### Article
○ ○ ○ ○ ○ ○ ○

I started my own business because I wanted to have more flexibility and control over my own life. I wanted to be able to make my own hours and work remotely at home in Australia for a couple of months of the year. But what I created was an 80 hour work week and very few clients. 

As a new entrepreneur there are a lot of things to learn. New people to meet. Clients, marketing, blog posts, Facebook, Instagram, twitter, youtube, website and then I had to fit showering and eating somewhere in between (don’t worry I managed that). I spent more of my time on the other stuff and less on the actual clients. 

There were a couple of things that contributed to my 80 hour working week. Initially I was still in that corporate space where I had fixed hours, so I would get up and do the 9 – 5 (well actually I would start with emails and social media as soon as I woke up). Working as Head of Learning and Development, I was used to the do and seeing outcomes, so I found myself doing for the sake of it, when there were ways I could have streamlined and I liked how the busy made me feel. I felt like in the busy I was achieving something, but I wasn’t really achieving what I set out to do. There were definitely a lot of new things to learn and in the initial couple of months, 80 hours wasn’t unrealistic, but was I spending my time on what mattered? 

But the crux of it, the brutal honesty was I felt guilty that I had all this time and my sister who I live with, had to go to work and spend long hours commuting. So I felt like I had to put in these extra hours to justify my new life with all of this time and all of these new possibilities. 

Now? Now I realise the value of streamlining, utilising other people, spending time learning (after all the more knowledge and tools I have the more I can help my clients) and making time for play. I have a day booked out in my diary called creative day. It’s a day I don’t think about work, but instead focus on play, fun, laughter and creativity. It makes me a better business woman, person and coach. Some weeks I do work 80 hours and then other weeks, it might only be 20, but I realised there is no need to feel guilty. This is the life I designed for myself. Isn’t it my responsibility to enjoy it!

○ ○ ○ ○ ○ ○ ○

### Stated goal 1
Repeat word for word the part of the rows that opens with the line containing "-- sample [33,108]." and closes with the last row, including both of those lines.

○ ○ ○ ○ ○ ○ ○

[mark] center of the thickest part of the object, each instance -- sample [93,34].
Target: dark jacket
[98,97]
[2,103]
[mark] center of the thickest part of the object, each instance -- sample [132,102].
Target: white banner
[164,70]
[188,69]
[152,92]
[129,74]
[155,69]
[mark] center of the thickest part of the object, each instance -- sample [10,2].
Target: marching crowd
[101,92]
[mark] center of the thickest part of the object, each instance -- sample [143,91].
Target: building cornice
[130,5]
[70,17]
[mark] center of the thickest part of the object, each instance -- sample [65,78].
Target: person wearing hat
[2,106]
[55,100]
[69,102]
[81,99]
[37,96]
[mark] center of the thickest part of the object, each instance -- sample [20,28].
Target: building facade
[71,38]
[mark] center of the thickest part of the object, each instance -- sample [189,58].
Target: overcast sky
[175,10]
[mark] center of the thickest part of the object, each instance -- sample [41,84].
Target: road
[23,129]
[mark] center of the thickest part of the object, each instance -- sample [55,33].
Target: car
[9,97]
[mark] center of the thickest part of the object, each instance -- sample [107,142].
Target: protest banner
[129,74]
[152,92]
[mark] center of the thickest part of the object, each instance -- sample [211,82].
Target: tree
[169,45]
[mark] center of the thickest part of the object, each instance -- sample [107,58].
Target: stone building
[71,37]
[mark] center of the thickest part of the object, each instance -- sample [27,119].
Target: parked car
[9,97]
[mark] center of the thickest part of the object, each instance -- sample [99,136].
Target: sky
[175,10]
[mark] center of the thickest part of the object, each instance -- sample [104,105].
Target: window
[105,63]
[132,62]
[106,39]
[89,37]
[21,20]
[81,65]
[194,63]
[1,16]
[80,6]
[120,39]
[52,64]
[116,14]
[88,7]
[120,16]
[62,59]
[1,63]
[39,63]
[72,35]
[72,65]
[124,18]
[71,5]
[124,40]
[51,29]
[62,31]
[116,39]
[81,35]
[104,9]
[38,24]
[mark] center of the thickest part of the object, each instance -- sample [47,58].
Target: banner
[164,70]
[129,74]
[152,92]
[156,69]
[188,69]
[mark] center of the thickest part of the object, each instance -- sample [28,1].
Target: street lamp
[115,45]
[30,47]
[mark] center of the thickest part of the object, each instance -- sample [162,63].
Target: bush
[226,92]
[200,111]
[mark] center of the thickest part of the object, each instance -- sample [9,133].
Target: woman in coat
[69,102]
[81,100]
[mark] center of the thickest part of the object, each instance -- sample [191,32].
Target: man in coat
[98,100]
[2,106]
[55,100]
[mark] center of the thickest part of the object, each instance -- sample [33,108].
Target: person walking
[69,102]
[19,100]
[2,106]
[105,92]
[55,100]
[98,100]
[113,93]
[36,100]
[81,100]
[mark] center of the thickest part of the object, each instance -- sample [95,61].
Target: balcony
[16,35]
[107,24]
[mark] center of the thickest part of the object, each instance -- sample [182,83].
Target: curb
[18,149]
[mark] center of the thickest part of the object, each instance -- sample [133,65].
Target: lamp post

○ ○ ○ ○ ○ ○ ○

### Stated goal 2
Write out the part of the post about starting a business that opens with the words "As a new entrepreneur" and closes with "the actual clients.", changing "entrepreneur" to "business owner".

### Full solution 1
[mark] center of the thickest part of the object, each instance -- sample [33,108].
Target: person walking
[69,102]
[19,100]
[2,106]
[105,92]
[55,100]
[98,100]
[113,93]
[36,100]
[81,100]
[mark] center of the thickest part of the object, each instance -- sample [95,61].
Target: balcony
[16,35]
[107,24]
[mark] center of the thickest part of the object, each instance -- sample [182,83].
Target: curb
[18,149]
[mark] center of the thickest part of the object, each instance -- sample [133,65].
Target: lamp post

### Full solution 2
As a new business owner there are a lot of things to learn. New people to meet. Clients, marketing, blog posts, Facebook, Instagram, twitter, youtube, website and then I had to fit showering and eating somewhere in between (don’t worry I managed that). I spent more of my time on the other stuff and less on the actual clients.